What to work on:
All of the data beneath this instruction is to be transcribed word for word.

Natural-language object grounding data:
====
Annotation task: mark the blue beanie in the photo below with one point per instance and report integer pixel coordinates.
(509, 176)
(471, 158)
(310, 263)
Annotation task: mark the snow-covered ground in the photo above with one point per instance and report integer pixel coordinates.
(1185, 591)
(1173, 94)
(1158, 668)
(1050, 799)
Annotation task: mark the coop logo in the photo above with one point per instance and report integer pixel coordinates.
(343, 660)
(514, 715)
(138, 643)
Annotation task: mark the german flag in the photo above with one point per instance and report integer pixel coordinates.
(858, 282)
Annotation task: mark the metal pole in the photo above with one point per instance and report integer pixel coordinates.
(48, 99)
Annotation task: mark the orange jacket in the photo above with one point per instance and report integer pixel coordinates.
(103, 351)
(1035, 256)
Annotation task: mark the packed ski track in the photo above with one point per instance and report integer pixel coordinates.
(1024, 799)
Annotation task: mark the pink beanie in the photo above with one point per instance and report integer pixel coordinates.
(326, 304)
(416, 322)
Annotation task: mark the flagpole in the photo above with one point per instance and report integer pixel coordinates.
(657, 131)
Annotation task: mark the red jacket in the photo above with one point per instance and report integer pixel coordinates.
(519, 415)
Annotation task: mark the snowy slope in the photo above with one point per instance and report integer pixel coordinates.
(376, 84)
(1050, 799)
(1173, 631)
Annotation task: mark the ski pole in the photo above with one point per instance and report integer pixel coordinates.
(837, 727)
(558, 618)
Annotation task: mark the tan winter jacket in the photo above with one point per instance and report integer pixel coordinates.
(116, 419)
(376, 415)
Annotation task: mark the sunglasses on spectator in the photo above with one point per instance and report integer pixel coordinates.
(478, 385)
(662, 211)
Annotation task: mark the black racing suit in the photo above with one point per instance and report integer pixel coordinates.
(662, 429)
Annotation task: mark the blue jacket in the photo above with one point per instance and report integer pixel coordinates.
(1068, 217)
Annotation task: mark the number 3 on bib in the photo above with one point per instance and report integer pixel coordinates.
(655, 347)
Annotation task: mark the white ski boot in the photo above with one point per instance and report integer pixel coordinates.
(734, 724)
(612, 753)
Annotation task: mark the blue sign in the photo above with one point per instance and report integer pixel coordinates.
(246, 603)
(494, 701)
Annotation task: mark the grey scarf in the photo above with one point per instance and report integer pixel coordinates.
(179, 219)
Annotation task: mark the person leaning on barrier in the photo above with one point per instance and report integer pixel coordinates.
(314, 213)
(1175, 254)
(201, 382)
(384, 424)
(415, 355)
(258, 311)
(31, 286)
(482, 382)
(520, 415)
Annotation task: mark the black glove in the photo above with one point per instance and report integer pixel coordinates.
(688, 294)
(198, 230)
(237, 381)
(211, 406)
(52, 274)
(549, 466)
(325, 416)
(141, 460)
====
Result of this exercise:
Annotation task: mark the blue beanie in the photo below with one point per instance and report integer pixel coordinates.
(509, 176)
(471, 158)
(310, 263)
Annotation task: mark the snow-covered ground in the photo above with one point per instance and report integer pixel coordinates.
(1185, 591)
(1173, 94)
(1158, 668)
(1050, 799)
Annotation task: mark the coop logo in the photo above with one point per instance and report integer pixel coordinates.
(343, 660)
(514, 715)
(138, 643)
Annotation task: mark the german flag in the photo above with one point per instance and report integer pixel coordinates.
(858, 282)
Annotation task: mark the metal pole in the photo above with one point per instance and report integer pixel coordinates.
(48, 99)
Annotation task: mark the orange jacket in the photo above with one point per instance and report integer pixel coordinates.
(103, 351)
(1035, 256)
Annotation task: mark the packed ski track in the photo above with one point per instance and report integer pixel coordinates.
(1024, 799)
Annotation task: mark the pink beanie in the photo above with one point per instance and report integer pixel coordinates.
(326, 304)
(416, 322)
Annotation task: mark the flagpole in the photo above with one point per instance and report integer pixel coordinates.
(657, 131)
Annotation task: mark the red jacket in the photo above with one point per instance and report integer pixel coordinates.
(519, 415)
Annotation task: mark the snowy slope in the photo above with one point per instance and report integer pixel coordinates.
(376, 84)
(1050, 799)
(1173, 631)
Annotation task: mark the ski pole in the photo above with one point per instance and report integer pixel coordinates.
(837, 727)
(558, 618)
Annotation task: mark the tan winter jacket in the photo above with one point per instance and report integer pixel coordinates.
(116, 419)
(376, 415)
Annotation task: mark the sunglasses on spectator in the photo above with one point per instance and report integer pixel coordinates.
(478, 385)
(662, 211)
Annotation task: mark the black racing suit in the photo above with one point per instance and report integer pixel coordinates.
(662, 429)
Annotation task: mark the blue jacket in the photo above with one point per instance and report integer pixel coordinates.
(1068, 217)
Annotation task: mark the number 3 on bib in the photo above with one point per instance and report integer pixel coordinates.
(655, 347)
Annotation task: mark the white ski boot in the photo above with one point per instance and report integer pixel coordinates.
(734, 724)
(612, 753)
Annotation task: mark the blue sign in the photo above with one point per instance and report integer pixel coordinates.
(246, 603)
(494, 701)
Annotation task: mark the grey scarf in the photo above with one point per instance and report integer pixel coordinates.
(179, 219)
Annotation task: mark the person leaning on barrier in the photo above with one point per instance and report integer pixel coordinates.
(314, 213)
(1175, 254)
(201, 382)
(384, 424)
(415, 355)
(258, 311)
(31, 286)
(482, 382)
(520, 415)
Annotation task: mark the black glove in the photo above with one point per instance and report integer pixel coordinates.
(688, 294)
(198, 230)
(237, 381)
(211, 406)
(52, 274)
(549, 466)
(325, 416)
(141, 460)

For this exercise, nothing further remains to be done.